● **Exercise requirements**
Please restate the data below word for word, omitting all images.

[Opening Exercise material section]

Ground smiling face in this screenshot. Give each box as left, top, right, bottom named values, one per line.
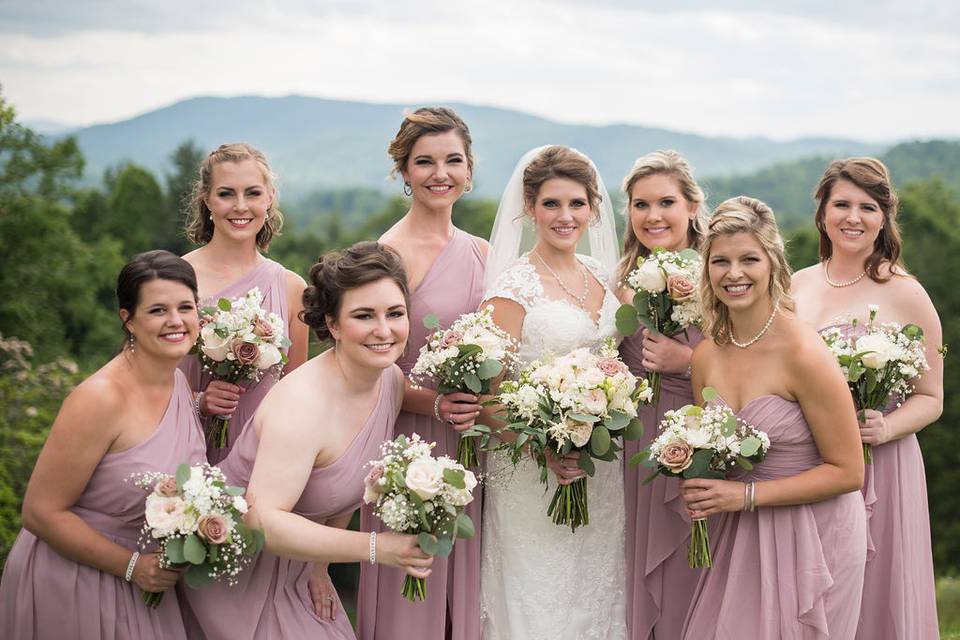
left=529, top=177, right=593, bottom=254
left=327, top=277, right=409, bottom=370
left=401, top=130, right=471, bottom=208
left=707, top=232, right=773, bottom=312
left=629, top=173, right=697, bottom=253
left=121, top=279, right=199, bottom=361
left=822, top=178, right=884, bottom=259
left=204, top=159, right=273, bottom=244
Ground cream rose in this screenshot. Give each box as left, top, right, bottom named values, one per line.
left=857, top=334, right=893, bottom=369
left=200, top=325, right=230, bottom=362
left=144, top=495, right=186, bottom=537
left=633, top=260, right=667, bottom=292
left=256, top=343, right=282, bottom=370
left=568, top=419, right=593, bottom=448
left=581, top=388, right=608, bottom=415
left=404, top=457, right=444, bottom=500
left=363, top=465, right=386, bottom=504
left=153, top=476, right=179, bottom=498
left=659, top=441, right=694, bottom=472
left=666, top=274, right=695, bottom=302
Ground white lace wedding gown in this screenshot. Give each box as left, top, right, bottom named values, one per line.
left=480, top=255, right=627, bottom=640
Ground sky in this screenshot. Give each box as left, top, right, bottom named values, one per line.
left=1, top=0, right=958, bottom=141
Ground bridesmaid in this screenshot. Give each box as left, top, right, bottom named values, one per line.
left=616, top=150, right=707, bottom=640
left=680, top=197, right=867, bottom=639
left=181, top=142, right=308, bottom=463
left=357, top=107, right=487, bottom=640
left=0, top=250, right=207, bottom=639
left=180, top=242, right=432, bottom=639
left=792, top=158, right=942, bottom=638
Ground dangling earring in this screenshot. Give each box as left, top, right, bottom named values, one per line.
left=127, top=332, right=135, bottom=353
left=464, top=181, right=473, bottom=194
left=403, top=182, right=413, bottom=197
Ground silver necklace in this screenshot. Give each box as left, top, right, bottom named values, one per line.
left=823, top=258, right=866, bottom=288
left=533, top=250, right=589, bottom=309
left=730, top=303, right=780, bottom=349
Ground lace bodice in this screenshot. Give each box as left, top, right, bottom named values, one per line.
left=485, top=255, right=620, bottom=364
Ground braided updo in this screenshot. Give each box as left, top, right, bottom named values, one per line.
left=300, top=241, right=409, bottom=343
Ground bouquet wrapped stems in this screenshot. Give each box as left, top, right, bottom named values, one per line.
left=207, top=415, right=230, bottom=449
left=141, top=590, right=163, bottom=608
left=402, top=575, right=427, bottom=602
left=547, top=477, right=589, bottom=531
left=456, top=435, right=480, bottom=470
left=688, top=518, right=711, bottom=568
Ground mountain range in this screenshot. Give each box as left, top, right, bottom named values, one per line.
left=63, top=95, right=884, bottom=198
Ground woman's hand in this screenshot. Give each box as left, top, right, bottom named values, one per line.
left=306, top=562, right=338, bottom=620
left=680, top=478, right=746, bottom=518
left=376, top=532, right=434, bottom=578
left=641, top=329, right=693, bottom=375
left=436, top=392, right=482, bottom=432
left=201, top=381, right=245, bottom=417
left=131, top=552, right=181, bottom=593
left=545, top=450, right=587, bottom=486
left=858, top=409, right=892, bottom=447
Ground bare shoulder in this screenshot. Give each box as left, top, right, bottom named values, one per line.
left=56, top=371, right=127, bottom=440
left=790, top=263, right=821, bottom=288
left=781, top=317, right=834, bottom=375
left=284, top=268, right=307, bottom=298
left=181, top=248, right=203, bottom=265
left=691, top=337, right=717, bottom=367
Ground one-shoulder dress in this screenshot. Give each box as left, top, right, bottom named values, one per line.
left=0, top=370, right=207, bottom=640
left=619, top=328, right=704, bottom=639
left=179, top=258, right=290, bottom=464
left=357, top=228, right=487, bottom=640
left=180, top=365, right=400, bottom=639
left=682, top=395, right=867, bottom=640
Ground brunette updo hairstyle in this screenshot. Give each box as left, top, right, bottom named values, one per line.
left=388, top=107, right=475, bottom=179
left=522, top=146, right=602, bottom=216
left=185, top=143, right=284, bottom=250
left=300, top=242, right=410, bottom=343
left=117, top=250, right=198, bottom=347
left=617, top=149, right=708, bottom=285
left=814, top=157, right=904, bottom=282
left=699, top=197, right=795, bottom=345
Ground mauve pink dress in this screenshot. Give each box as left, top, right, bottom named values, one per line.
left=357, top=228, right=486, bottom=640
left=0, top=370, right=207, bottom=640
left=620, top=328, right=703, bottom=640
left=179, top=258, right=290, bottom=464
left=682, top=395, right=867, bottom=640
left=825, top=323, right=939, bottom=639
left=180, top=365, right=400, bottom=639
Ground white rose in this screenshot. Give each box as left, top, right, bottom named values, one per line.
left=232, top=495, right=249, bottom=514
left=144, top=495, right=187, bottom=537
left=684, top=427, right=712, bottom=449
left=463, top=327, right=504, bottom=362
left=568, top=419, right=593, bottom=448
left=581, top=367, right=606, bottom=388
left=580, top=388, right=608, bottom=415
left=200, top=325, right=231, bottom=362
left=256, top=343, right=282, bottom=370
left=404, top=457, right=445, bottom=500
left=857, top=334, right=893, bottom=369
left=633, top=259, right=667, bottom=293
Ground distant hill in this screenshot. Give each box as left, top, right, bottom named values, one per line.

[Closing Exercise material section]

● **Completed exercise**
Ground smiling face in this screenshot. Give each box as left, top, right, bottom named values, one per line.
left=529, top=177, right=593, bottom=254
left=327, top=277, right=409, bottom=370
left=401, top=130, right=471, bottom=208
left=707, top=232, right=773, bottom=312
left=629, top=173, right=697, bottom=253
left=121, top=279, right=199, bottom=361
left=822, top=178, right=884, bottom=259
left=204, top=159, right=273, bottom=244
Ground cream rose in this screenshot. Give each box as left, top, right, bottom named values, one per line.
left=857, top=334, right=893, bottom=369
left=200, top=325, right=230, bottom=362
left=144, top=495, right=186, bottom=537
left=633, top=260, right=667, bottom=292
left=256, top=343, right=282, bottom=370
left=568, top=419, right=593, bottom=448
left=581, top=388, right=608, bottom=415
left=404, top=457, right=444, bottom=500
left=363, top=465, right=386, bottom=504
left=153, top=476, right=179, bottom=498
left=659, top=441, right=694, bottom=472
left=666, top=274, right=695, bottom=302
Ground white lace wedding gown in this screenshot. Give each box as left, top, right, bottom named values, one per line.
left=480, top=255, right=627, bottom=640
Ground sky in this screenshot. Give each box as left, top, right, bottom named values, one per line.
left=1, top=0, right=958, bottom=141
Ground bridesmaid in this screenshot. Give each box as left, top, right, bottom named values, one per line.
left=616, top=150, right=707, bottom=640
left=680, top=197, right=867, bottom=639
left=181, top=142, right=308, bottom=463
left=357, top=107, right=487, bottom=640
left=0, top=250, right=207, bottom=639
left=180, top=242, right=432, bottom=639
left=792, top=158, right=942, bottom=638
Ground dangling earring in this screenshot. Give each box as left, top, right, bottom named values, one per line.
left=127, top=332, right=135, bottom=353
left=464, top=181, right=473, bottom=194
left=403, top=182, right=413, bottom=197
Ground silver necklace in this screenshot. Give each box as left, top, right, bottom named values, one per line.
left=823, top=258, right=866, bottom=288
left=533, top=250, right=589, bottom=309
left=730, top=303, right=780, bottom=349
Ground lace bodice in this screenshot. Give each box as left, top, right, bottom named values, one per line.
left=485, top=255, right=620, bottom=364
Ground braided updo in this screenshot. Give each box as left, top, right, bottom named values, one per line.
left=300, top=241, right=409, bottom=343
Ground bouquet wrapped stems in this screenshot. Give each box as left, top, right, bottom named values, one per line.
left=207, top=415, right=230, bottom=449
left=141, top=590, right=163, bottom=608
left=402, top=575, right=427, bottom=602
left=547, top=477, right=589, bottom=531
left=456, top=435, right=480, bottom=470
left=688, top=518, right=711, bottom=568
Ground mountain range in this screenshot. Give each box as left, top, right, bottom named values, one per line.
left=63, top=95, right=884, bottom=198
Ground woman's hand in this screenshot. Give each box as left, top, right, bottom named values, one per line.
left=306, top=562, right=338, bottom=620
left=680, top=478, right=746, bottom=518
left=376, top=532, right=434, bottom=578
left=641, top=329, right=693, bottom=375
left=436, top=392, right=482, bottom=432
left=201, top=381, right=245, bottom=417
left=131, top=552, right=181, bottom=593
left=545, top=450, right=587, bottom=486
left=858, top=409, right=892, bottom=447
Ground bare shoulder in this screenshot. Give each box as left, top, right, bottom named values, one per line.
left=56, top=371, right=127, bottom=440
left=790, top=263, right=821, bottom=288
left=781, top=317, right=834, bottom=375
left=284, top=268, right=307, bottom=298
left=181, top=248, right=203, bottom=265
left=691, top=337, right=717, bottom=367
Ground one-shoulder dress in this screenshot. Give each box as left, top, right, bottom named values, one per line.
left=0, top=370, right=207, bottom=640
left=619, top=328, right=704, bottom=639
left=179, top=258, right=290, bottom=464
left=357, top=228, right=487, bottom=640
left=180, top=365, right=400, bottom=639
left=682, top=395, right=867, bottom=640
Ground brunette updo hairstyle in this screenshot. Give each box as left, top, right, bottom named values, one per line.
left=388, top=107, right=475, bottom=179
left=522, top=146, right=602, bottom=216
left=185, top=143, right=284, bottom=250
left=300, top=242, right=410, bottom=343
left=117, top=250, right=198, bottom=347
left=617, top=149, right=708, bottom=285
left=814, top=157, right=904, bottom=282
left=699, top=197, right=795, bottom=345
Ground mauve pink dress in this screenshot. Give each box as left, top, right, bottom named values, one per line.
left=357, top=228, right=486, bottom=640
left=0, top=370, right=207, bottom=640
left=620, top=328, right=703, bottom=640
left=179, top=258, right=290, bottom=464
left=682, top=395, right=867, bottom=640
left=825, top=323, right=939, bottom=639
left=180, top=365, right=400, bottom=639
Ground white rose in this screenshot. Give each box as left, top, right, bottom named values, one per line.
left=232, top=495, right=249, bottom=514
left=144, top=495, right=187, bottom=537
left=684, top=427, right=712, bottom=449
left=463, top=327, right=504, bottom=362
left=568, top=419, right=593, bottom=448
left=581, top=367, right=606, bottom=388
left=580, top=388, right=608, bottom=415
left=200, top=325, right=231, bottom=362
left=256, top=343, right=282, bottom=370
left=404, top=457, right=445, bottom=500
left=857, top=334, right=893, bottom=369
left=633, top=259, right=667, bottom=293
Ground distant hill in this screenshot. Give each box as left, top, right, bottom named values, one per line.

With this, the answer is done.